**本文:**
───
過食を避けて、オリーブオイル、果物、野菜を多く摂る事で心臓を健康な状態に保ち、肥満を抑制させることが、認知症の予防に繋がります

認知症予防の為に運動する

身体を健康に保つ為に運動をすると、心血管の健康が増進するだけでなく、精神的な健康も向上する可能性があります。2013年のアメリカの研究によると、若くから定期的な運動を行っている人は、血管性認知症とアルツハイマー病を発症するリスクを低くして予防すると言っています。運動が認知症の危険因子である心血管の健康に寄与して、脳への血液と酸素の供給を増加させるというものです。

人が成人期に近づくと、海馬として知られる脳の一部が縮小し始めます。これは、記憶の喪失と認知症のリスクの増加につながりますが、海馬の縮小の対策・予防として、運動を行う事で酸素や血液を供給することができます。2011年にアメリカで発表された調査結果では、1年間の中程度の運動がこの収縮を逆転させ、空間記憶を改善する可能性がある、すなわち認知症の予防に寄与することを示唆しています。
───
**抽出項目:**

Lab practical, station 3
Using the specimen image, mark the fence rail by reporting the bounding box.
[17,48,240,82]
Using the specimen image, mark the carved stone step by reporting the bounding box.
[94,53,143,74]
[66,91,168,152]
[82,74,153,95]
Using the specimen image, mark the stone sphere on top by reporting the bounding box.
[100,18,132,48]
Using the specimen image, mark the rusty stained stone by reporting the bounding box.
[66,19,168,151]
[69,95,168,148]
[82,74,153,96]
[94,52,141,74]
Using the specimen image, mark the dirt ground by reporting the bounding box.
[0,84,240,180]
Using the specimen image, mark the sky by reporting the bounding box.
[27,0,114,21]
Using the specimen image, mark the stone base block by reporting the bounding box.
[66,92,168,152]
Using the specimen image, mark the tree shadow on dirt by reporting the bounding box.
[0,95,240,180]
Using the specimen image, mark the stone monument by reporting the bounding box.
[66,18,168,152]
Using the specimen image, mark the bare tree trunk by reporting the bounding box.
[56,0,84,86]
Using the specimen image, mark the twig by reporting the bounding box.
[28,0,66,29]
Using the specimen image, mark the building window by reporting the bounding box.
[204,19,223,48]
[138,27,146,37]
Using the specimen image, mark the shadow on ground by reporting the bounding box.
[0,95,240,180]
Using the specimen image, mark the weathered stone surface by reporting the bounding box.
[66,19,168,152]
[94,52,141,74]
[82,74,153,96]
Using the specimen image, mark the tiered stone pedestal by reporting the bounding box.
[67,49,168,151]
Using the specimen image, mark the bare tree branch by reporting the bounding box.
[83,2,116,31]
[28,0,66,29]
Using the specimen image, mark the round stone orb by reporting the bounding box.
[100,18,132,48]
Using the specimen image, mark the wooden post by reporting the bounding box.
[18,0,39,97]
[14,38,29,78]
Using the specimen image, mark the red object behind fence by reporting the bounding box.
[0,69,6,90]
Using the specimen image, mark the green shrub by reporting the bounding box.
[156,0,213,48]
───
次の(a)〜(c)は本文の内容と一致していますか。それぞれ「はい」か「いいえ」で答え、判断の決め手となる本文の語句を正確に引用してください。
(a) 2013年のアメリカの研究は、若い頃から定期的に運動している人は血管性認知症とアルツハイマー病を発症するリスクが低いとしている。
(b) 人が成人期に近づくと、海馬は拡大し始める。
(c) 2011年にアメリカで発表された調査結果では、3年間の激しい運動が必要だとされている。

(a) はい。「2013年のアメリカの研究によると、若くから定期的な運動を行っている人は、血管性認知症とアルツハイマー病を発症するリスクを低くして予防すると言っています」
(b) いいえ。「人が成人期に近づくと、海馬として知られる脳の一部が縮小し始めます」
(c) いいえ。「2011年にアメリカで発表された調査結果では、1年間の中程度の運動がこの収縮を逆転させ、空間記憶を改善する可能性がある」